→ **Excerpt provided**:
= = = =
Even ferro,ferrimagnetic materials align with an external magnetic field (if it means spontaneous magnetisation in ferromagnetism then the situation is different).
Paramagnetic materials attract and repel like normal magnets when subject to a magnetic field-Wrong statement without proper explanation. Justin
This definition is acceptable from the external link given
The Langevin model, which is true for materials with non-interacting localised electrons, states that each atom has a magnetic moment which is randomly oriented as a result of thermal agitation. The application of a magnetic field creates a slight alignment of these moments and hence a low magnetisation in the same direction as the applied field.
[edit] Materials
Is the list meant to be exhaustive? It doesn't include Titanium, but according to that article it should. --87.82.29.198 19:20, 18 June 2006 (UTC)
How about irradiated crystals and radicals? Example: Irradiated solid alanine, both singel crystals and powder gives an electron paramagnetic resonance (EPR) signal. The organic radical DPPH is used as an EPR reference.
Should they not be included in the list of paramagnetic materials? (Hakgu 15:32, 29 May 2007 (UTC))
[edit] Spin glass and mictomagnets
Spin glass and mictomagnets are not a type of paramagnet 132.234.251.211 06:21, 7 August 2006 (UTC)
[edit] Paramagnetic examples
A few examples are listed as being diamagnetic or ferromagnetic as well. Is that possible? Cmcnicoll 22:57, 12 June 2007 (UTC)
[edit] Abstract/Introduction
The abstract of this article states "...paramagnets do not retain any magnetization in the absence of an externally applied magnetic field."
= = = =
→ **Information provided**:
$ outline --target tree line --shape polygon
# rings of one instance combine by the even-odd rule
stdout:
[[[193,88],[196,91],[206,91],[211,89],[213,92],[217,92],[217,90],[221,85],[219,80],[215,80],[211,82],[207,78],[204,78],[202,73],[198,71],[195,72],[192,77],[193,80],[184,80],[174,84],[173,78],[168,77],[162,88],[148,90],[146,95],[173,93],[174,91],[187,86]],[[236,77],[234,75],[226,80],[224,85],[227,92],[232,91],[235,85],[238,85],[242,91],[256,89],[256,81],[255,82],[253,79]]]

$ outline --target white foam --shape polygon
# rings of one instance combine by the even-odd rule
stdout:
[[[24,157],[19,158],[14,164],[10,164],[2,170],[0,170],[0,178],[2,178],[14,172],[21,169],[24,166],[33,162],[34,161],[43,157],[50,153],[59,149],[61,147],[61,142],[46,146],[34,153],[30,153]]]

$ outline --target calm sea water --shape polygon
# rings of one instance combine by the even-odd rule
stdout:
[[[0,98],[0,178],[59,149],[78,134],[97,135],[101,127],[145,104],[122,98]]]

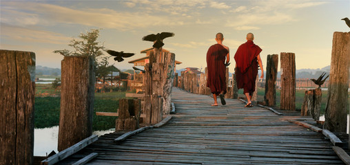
= = = =
→ **Exercises**:
• A. In the paramagnetism discussion, what does the Langevin model give as the reason each atom's magnetic moment is randomly oriented?
• B. Write a continuation of the paramagnetism discussion, starting after its last sentence.
The records have nothing to do with the paramagnetism discussion.

→ **Task answers**:
• A. Thermal agitation.

• B.
The introduction seems to contradict that directly, in that it states "...paramagnetic materials have permanent magnetic moments (dipoles), even in the absence of an applied field."
My understanding is that the introduction is incorrect and should be changed to read "paramagnetic materials do not have permanent magnetic moments (dipoles) in the absence of an applied field."
Pazfrater 23:19, 11 August 2007 (UTC)
- No, it is correct as written. Even without an external field, a paramagnet has microscopic magnetic moments. However, without an applied field, these microscopic moments are not aligned and the overall magnetization (a macroscopic average quantity) is zero. —Steven G. Johnson 03:09, 12 August 2007 (UTC)
[edit] Pauli-paramagnetism
I think it is rather confusing that there is no difference made between localized and itinerant forms of paramagnetism. Many metals are not really paramagnetic in the sense of molecular oxygen because their electrons are delocalized in a band.
Jcwf (talk) 21:44, 27 December 2007 (UTC)